## What the task requires
Reproduce verbatim the lines of the records beginning with the line containing "wanted | a marker on every instance of the green tree" and ending with the line containing "<point>870,675</point>", both included.

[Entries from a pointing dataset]
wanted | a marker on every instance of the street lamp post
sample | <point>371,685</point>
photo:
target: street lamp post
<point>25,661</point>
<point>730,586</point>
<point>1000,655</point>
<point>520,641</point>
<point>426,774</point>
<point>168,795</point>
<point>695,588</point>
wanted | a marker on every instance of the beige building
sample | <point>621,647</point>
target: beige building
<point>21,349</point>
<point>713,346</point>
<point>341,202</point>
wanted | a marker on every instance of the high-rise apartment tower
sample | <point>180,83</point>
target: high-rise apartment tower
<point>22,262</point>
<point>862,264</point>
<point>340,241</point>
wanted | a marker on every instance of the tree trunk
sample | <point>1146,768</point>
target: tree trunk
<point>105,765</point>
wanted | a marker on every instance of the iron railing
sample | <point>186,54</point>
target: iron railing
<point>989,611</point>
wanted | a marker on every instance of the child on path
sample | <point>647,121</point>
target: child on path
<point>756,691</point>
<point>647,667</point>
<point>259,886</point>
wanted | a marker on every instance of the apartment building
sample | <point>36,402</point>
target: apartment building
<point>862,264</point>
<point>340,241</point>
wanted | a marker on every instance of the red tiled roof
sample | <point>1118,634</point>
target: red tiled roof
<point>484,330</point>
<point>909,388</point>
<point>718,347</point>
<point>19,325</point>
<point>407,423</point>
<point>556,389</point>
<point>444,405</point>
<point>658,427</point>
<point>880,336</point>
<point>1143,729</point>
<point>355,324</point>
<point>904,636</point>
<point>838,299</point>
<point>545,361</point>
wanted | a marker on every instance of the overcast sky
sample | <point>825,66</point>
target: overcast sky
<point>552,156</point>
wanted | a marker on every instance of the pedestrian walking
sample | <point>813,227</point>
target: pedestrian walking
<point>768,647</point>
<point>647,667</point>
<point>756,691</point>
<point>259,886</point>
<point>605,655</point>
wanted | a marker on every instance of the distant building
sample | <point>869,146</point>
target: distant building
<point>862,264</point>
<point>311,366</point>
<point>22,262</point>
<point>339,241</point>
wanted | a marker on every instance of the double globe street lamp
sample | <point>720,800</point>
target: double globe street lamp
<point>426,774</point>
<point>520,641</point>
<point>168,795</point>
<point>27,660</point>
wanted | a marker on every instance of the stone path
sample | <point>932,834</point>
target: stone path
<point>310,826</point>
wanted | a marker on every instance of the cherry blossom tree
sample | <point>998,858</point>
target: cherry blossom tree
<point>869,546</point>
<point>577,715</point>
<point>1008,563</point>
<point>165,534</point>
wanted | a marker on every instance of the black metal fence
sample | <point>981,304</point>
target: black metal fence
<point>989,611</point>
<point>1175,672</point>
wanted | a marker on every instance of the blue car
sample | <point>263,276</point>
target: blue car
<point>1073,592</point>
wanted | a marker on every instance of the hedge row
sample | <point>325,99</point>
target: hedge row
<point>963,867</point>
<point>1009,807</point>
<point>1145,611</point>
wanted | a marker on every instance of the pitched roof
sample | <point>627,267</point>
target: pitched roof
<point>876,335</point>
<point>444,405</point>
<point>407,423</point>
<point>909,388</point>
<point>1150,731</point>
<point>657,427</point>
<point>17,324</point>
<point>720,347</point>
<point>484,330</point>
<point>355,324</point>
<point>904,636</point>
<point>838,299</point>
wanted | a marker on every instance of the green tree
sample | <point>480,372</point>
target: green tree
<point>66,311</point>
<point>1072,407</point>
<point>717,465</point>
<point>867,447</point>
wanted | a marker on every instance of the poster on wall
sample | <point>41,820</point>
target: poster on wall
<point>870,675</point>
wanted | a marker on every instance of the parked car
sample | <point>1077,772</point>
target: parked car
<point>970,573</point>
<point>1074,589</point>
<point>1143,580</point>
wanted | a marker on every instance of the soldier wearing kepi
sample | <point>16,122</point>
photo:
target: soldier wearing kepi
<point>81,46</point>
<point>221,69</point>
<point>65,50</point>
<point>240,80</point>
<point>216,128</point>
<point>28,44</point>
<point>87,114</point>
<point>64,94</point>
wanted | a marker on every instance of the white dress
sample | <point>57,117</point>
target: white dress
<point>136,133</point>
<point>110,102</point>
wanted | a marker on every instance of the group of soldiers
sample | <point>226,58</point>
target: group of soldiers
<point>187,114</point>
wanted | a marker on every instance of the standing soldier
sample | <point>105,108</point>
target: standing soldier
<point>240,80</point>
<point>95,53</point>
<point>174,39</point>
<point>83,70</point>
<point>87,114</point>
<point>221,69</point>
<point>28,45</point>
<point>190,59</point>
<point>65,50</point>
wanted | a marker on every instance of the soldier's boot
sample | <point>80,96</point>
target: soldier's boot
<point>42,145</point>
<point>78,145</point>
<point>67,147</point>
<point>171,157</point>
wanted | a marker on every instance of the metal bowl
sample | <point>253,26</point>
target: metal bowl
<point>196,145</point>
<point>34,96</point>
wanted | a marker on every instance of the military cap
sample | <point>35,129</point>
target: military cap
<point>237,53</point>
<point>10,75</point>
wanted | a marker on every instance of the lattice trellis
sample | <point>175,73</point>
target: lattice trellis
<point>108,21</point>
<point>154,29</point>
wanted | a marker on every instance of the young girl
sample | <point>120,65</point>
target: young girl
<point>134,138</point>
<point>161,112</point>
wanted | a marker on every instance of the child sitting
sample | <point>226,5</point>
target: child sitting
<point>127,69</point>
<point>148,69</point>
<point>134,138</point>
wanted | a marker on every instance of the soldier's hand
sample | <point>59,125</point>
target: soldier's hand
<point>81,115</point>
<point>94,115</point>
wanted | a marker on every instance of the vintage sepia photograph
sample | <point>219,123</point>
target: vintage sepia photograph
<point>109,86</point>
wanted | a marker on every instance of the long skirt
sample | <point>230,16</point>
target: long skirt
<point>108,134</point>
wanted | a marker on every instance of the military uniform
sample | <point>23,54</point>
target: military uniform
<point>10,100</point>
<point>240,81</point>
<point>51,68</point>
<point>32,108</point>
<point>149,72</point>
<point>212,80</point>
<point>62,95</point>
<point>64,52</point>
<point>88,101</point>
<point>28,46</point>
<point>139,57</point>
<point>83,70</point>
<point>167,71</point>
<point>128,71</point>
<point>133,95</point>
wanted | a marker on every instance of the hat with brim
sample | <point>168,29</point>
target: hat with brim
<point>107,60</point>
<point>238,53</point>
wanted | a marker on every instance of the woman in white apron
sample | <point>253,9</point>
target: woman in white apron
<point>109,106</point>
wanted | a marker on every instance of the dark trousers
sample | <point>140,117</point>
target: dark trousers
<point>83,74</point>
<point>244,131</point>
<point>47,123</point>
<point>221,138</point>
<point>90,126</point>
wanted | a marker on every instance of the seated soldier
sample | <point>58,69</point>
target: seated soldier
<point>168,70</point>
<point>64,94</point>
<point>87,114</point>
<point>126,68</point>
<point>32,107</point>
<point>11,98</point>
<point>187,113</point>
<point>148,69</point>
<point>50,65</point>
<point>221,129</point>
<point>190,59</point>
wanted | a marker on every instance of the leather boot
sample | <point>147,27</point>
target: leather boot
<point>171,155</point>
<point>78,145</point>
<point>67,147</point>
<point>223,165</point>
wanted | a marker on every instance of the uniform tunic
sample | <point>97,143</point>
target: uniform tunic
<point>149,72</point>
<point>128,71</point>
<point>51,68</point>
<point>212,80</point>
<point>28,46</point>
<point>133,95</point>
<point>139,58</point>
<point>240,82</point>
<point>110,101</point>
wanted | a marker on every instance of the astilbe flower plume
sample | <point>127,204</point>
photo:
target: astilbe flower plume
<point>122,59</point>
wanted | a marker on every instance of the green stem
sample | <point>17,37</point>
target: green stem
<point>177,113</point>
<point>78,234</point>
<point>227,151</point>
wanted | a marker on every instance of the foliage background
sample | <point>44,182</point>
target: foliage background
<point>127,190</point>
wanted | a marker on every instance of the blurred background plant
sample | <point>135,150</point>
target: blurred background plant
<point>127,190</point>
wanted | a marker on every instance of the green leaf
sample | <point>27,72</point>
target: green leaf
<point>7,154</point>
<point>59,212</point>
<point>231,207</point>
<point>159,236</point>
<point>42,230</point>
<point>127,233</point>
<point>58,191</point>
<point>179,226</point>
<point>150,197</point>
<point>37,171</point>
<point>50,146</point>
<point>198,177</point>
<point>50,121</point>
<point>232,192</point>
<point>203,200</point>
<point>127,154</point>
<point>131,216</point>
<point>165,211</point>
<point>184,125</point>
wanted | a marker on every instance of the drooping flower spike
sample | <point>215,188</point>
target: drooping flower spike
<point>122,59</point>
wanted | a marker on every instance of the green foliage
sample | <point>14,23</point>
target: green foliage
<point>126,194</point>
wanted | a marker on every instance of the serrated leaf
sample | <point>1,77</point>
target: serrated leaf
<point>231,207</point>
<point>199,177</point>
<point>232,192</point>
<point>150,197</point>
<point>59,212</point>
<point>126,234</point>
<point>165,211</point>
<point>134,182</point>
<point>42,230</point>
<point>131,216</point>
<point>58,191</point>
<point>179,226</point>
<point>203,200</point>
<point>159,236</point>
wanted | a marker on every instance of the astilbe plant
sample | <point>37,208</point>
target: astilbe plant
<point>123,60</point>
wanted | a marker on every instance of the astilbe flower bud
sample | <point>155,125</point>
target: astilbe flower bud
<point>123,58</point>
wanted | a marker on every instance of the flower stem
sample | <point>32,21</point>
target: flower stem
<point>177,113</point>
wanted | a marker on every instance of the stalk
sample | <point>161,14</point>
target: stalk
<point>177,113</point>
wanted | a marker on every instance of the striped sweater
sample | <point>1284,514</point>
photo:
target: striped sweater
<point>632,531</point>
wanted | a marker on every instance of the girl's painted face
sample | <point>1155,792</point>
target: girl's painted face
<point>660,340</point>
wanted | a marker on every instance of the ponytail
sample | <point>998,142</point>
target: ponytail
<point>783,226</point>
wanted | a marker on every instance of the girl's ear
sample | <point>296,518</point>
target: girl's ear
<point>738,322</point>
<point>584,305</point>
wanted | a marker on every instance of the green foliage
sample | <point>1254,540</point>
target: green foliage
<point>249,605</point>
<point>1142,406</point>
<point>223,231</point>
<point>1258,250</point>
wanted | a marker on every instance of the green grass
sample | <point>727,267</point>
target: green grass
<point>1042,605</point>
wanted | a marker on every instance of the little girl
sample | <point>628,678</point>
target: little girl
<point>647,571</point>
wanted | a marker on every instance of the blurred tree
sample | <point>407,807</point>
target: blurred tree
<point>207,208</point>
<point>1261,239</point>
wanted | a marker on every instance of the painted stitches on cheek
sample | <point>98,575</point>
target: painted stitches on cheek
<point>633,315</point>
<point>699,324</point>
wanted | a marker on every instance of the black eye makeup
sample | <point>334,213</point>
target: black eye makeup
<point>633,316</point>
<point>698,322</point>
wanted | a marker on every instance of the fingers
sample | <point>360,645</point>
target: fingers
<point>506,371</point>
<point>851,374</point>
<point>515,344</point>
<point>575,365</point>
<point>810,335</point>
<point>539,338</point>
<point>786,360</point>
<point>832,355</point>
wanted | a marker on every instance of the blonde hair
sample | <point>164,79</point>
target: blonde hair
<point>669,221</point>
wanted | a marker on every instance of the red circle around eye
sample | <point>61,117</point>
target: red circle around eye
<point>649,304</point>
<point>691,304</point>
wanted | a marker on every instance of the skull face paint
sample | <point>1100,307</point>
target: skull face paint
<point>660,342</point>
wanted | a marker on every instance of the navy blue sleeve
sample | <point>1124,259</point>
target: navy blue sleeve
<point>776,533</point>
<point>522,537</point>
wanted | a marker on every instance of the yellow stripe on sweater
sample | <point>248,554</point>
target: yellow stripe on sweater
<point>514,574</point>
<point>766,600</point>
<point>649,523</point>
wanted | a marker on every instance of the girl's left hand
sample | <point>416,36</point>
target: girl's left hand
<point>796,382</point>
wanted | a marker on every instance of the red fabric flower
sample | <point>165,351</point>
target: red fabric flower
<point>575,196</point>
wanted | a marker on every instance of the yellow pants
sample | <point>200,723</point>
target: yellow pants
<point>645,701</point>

## Problem solution
wanted | a marker on every instance of the green tree
sample | <point>480,372</point>
target: green tree
<point>66,311</point>
<point>1072,407</point>
<point>717,465</point>
<point>867,447</point>
wanted | a marker on every instance of the poster on wall
sample | <point>41,820</point>
target: poster on wall
<point>870,675</point>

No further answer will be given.